** ENUNCIADO **
¿Puedes reproducir sin cambios el pasaje del texto sobre la animalización en la cancha que empieza en "En la cancha, tanto" y termina en "control y castigo."?

┌─ TEXTO DE LECTURA

En la cancha, tanto el estigma de ratas como el de gallinas contribuyen a legitimar una muerte física y moral de la persona. La víctima es deshumanizada, vapuleada y degradada. Esta operación habilita el derecho a matar y dejar morir que autoproclama el victimario. El proceso de animalización despoja a la víctima de la condición de persona convirtiéndola en un ser matable. La muerte deviene en justa y merecida. Hay una sociodinámica del estigma que opera como mecanismo de control y castigo.
En oposición y en sintonía está el caso de José. Allí, en el mural que teatraliza su asesinato, la animalización se desplaza a los victimarios. Los animales son los linchadores. La inversión tiene una función política: denunciar la crueldad. Si por un lado, como sostiene María Pita, la crueldad “imputa a los matadores de brutales” (Pita, 2010: 115-116); por el otro lado, como afirma Natalia Bermudez, “La crueldad posibilita cuestionar y, en alguna medida también impugnar, el carácter “merecido” de las muertes, especialmente en términos morales: sea o no sea un delincuente, nadie merece una muerte inhumana” (Bermudez, 2015: 11).
Mediante estas operaciones, la tribuna, a partir de la expulsión de las ratas y gallinas, se presenta como un lugar propicio para la familia y los hinchas de verdad. La oposición que conceptualiza animalidad versus humanidad jerarquiza y ordena las diferencias, mientras optimiza un supuesto bienestar colectivo: La cancha no es la misma desde que no está ese grupo, cambió para mejor y veo más familias. En los términos de Bougart dos postulados deben ser pensados en torno a la oposición mencionada: A) Dominación y explotación: “habría una justificación natural para el hecho de que ciertos individuos sean alienados en provecho de otros” (Bougart, 1996: 4) lo que explicaría la legitimación de la violencia y la capacidad de poner ciertos cuerpos a disposición. B) El proceso de animalización de sujetos “otros” clausura la posibilidad de pensar en la comisión crímenes “No hay culpable, porque no hay víctima. Para que haya una víctima, haría falta que hubiera un individuo”. (ibid: 10). La mentada oposición consagra y refiere a un cúmulo de caracteres: las aptitudes o dotes de quienes consiguen garantizar cierto orden y “seguridad” en el territorio, en este caso barras o hinchas; frente a las carencias de aquellos “otros”, las ratas y gallinas, que por su mera condición animal podrían ser puestos a disposición, para recibir el trato que reciben las cosas, siendo –en el mejor de los supuestos- desterrados.

└─
┌─ LÍNEAS DE DATOS

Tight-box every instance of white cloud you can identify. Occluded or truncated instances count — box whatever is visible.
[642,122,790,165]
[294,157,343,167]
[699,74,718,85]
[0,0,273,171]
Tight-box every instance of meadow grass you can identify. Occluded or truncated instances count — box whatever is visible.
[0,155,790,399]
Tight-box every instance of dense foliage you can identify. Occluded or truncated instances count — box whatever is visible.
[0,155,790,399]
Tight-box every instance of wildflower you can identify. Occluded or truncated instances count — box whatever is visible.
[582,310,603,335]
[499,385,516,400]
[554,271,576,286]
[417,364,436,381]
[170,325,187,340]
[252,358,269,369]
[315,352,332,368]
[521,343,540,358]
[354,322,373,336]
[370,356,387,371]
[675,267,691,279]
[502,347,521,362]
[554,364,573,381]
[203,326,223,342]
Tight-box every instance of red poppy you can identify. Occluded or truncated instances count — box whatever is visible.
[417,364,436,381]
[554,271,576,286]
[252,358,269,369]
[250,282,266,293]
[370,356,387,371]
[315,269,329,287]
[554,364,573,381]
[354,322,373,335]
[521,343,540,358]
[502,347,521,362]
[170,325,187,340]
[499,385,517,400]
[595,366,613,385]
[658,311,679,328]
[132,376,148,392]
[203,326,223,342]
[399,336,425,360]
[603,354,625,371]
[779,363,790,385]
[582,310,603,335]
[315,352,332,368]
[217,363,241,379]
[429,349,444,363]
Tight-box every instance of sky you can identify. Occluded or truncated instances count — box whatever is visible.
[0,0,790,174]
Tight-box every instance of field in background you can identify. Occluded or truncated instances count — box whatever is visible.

└─

** SOLUCIÓN **
En la cancha, tanto el estigma de ratas como el de gallinas contribuyen a legitimar una muerte física y moral de la persona. La víctima es deshumanizada, vapuleada y degradada. Esta operación habilita el derecho a matar y dejar morir que autoproclama el victimario. El proceso de animalización despoja a la víctima de la condición de persona convirtiéndola en un ser matable. La muerte deviene en justa y merecida. Hay una sociodinámica del estigma que opera como mecanismo de control y castigo.